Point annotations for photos
◆ ◆ ◆ ◆ ◆
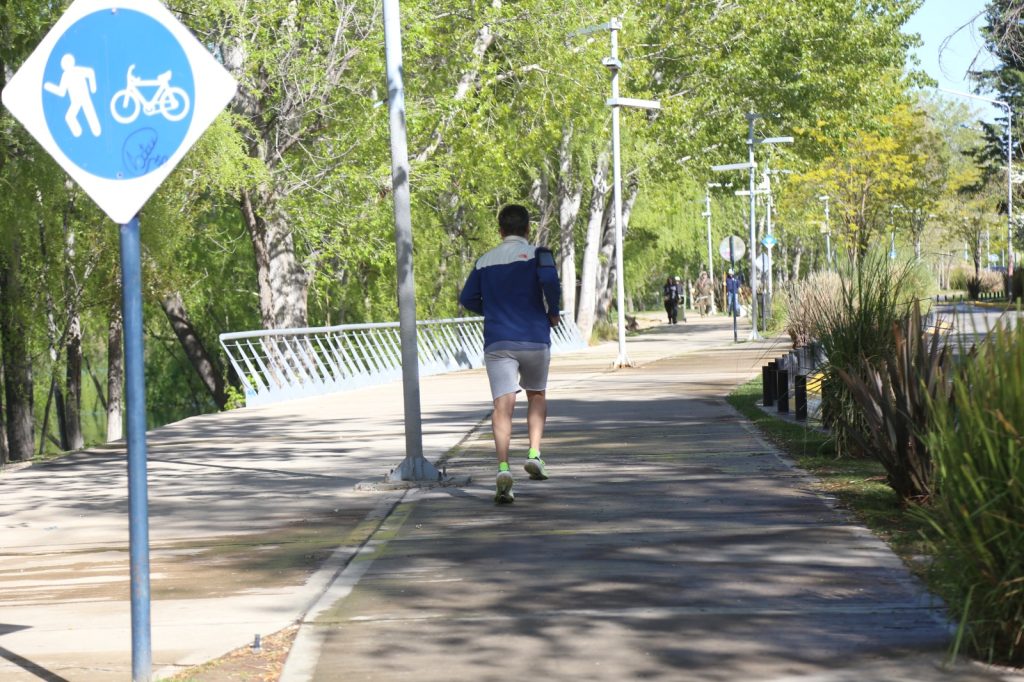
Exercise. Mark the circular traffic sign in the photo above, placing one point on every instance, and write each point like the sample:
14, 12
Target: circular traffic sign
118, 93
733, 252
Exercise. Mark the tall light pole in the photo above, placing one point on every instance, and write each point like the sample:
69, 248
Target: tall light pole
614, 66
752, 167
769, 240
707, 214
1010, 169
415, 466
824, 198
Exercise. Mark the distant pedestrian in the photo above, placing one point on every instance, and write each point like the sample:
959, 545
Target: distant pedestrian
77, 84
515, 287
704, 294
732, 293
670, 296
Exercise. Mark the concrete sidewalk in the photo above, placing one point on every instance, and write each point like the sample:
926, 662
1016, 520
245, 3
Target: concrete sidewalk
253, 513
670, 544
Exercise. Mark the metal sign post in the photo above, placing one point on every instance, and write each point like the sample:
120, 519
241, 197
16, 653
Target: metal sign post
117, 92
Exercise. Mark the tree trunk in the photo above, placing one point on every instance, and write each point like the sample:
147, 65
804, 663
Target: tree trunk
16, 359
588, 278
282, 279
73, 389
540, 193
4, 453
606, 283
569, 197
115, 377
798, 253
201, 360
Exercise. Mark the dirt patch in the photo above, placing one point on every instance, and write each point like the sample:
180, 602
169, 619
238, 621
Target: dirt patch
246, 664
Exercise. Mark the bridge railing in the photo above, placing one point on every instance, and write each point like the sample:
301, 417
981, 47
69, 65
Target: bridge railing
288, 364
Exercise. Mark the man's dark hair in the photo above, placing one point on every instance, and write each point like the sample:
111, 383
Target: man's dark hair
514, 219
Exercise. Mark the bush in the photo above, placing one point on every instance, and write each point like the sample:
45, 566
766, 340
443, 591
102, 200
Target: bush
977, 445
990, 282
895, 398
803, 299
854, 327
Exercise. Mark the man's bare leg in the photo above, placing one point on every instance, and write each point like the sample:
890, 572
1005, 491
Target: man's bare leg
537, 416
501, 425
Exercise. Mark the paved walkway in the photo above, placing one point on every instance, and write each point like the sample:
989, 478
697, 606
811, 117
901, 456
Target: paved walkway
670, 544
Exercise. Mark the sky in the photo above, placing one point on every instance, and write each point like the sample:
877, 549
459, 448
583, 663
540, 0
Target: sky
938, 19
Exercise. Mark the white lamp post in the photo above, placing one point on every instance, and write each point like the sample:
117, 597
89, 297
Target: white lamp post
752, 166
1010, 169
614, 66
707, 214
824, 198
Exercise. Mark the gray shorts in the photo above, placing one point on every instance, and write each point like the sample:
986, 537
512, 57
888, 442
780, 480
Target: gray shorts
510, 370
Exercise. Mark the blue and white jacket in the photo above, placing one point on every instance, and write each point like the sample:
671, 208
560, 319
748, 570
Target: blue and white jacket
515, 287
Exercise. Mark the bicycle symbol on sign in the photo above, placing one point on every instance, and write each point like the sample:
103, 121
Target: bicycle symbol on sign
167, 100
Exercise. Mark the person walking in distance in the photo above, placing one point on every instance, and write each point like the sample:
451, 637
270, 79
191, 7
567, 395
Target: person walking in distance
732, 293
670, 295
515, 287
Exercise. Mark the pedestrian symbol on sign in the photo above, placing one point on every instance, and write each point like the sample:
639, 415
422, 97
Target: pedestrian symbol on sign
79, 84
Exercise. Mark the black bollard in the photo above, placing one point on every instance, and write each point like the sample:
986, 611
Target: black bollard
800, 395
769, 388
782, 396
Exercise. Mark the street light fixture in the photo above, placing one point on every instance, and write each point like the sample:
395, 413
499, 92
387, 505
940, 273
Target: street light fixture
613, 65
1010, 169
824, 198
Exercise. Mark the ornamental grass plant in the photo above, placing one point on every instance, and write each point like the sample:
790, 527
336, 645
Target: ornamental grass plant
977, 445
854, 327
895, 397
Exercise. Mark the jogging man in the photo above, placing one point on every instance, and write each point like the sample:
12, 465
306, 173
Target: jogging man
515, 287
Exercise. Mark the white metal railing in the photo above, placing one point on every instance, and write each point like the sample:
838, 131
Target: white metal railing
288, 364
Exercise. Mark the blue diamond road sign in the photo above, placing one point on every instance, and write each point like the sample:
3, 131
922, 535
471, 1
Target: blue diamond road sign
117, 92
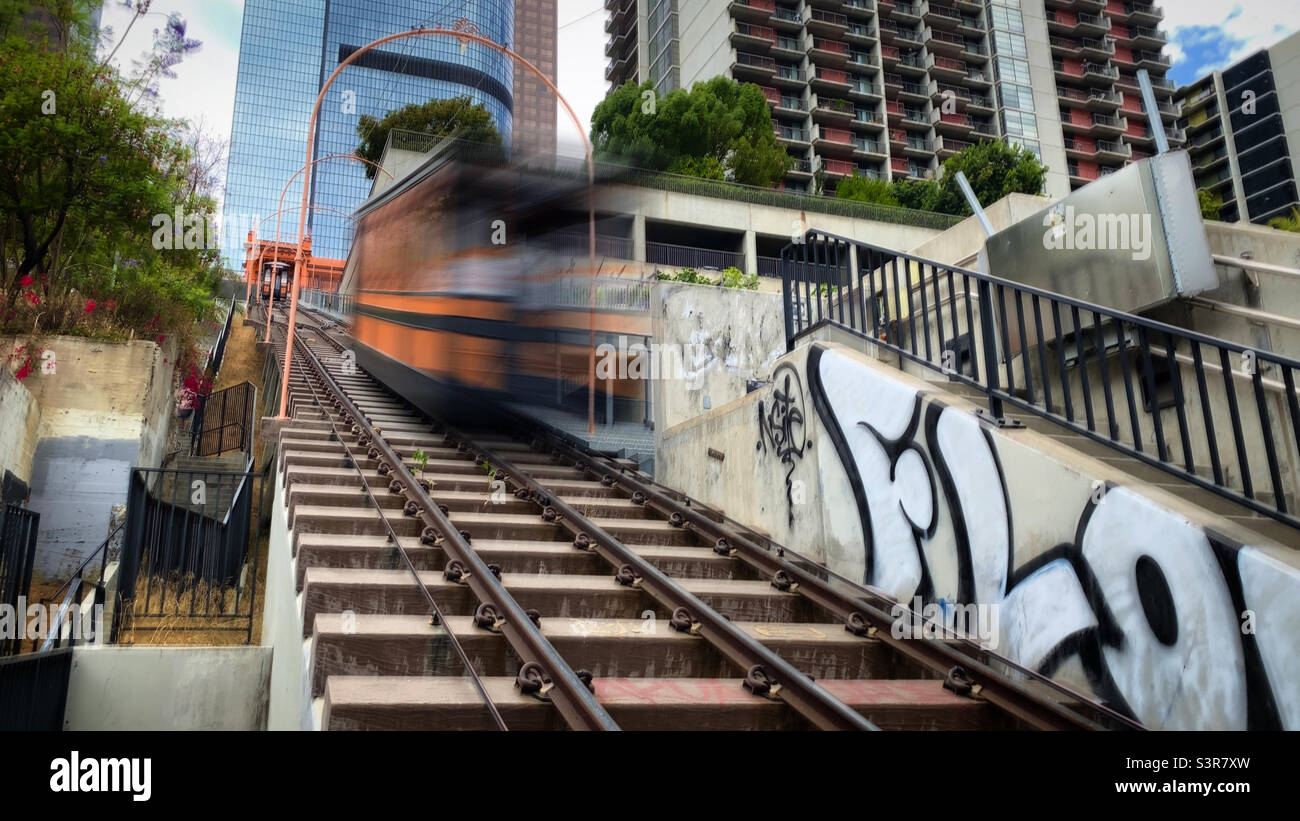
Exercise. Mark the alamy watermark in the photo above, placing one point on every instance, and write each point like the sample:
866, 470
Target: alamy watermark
◆ ◆ ◆ ◆ ◆
• What you need to do: Starting with the line that contains "Exercise. Mark the alamy" and going on through the end of the records, write those lines out again, switching "watermark" to "logo" and leaving everything else unchanged.

• Result of this exercise:
Exercise. Mark the alamy logo in the photo above, placing one point on every instance, and write each point like the sample:
866, 470
Target: alamy logo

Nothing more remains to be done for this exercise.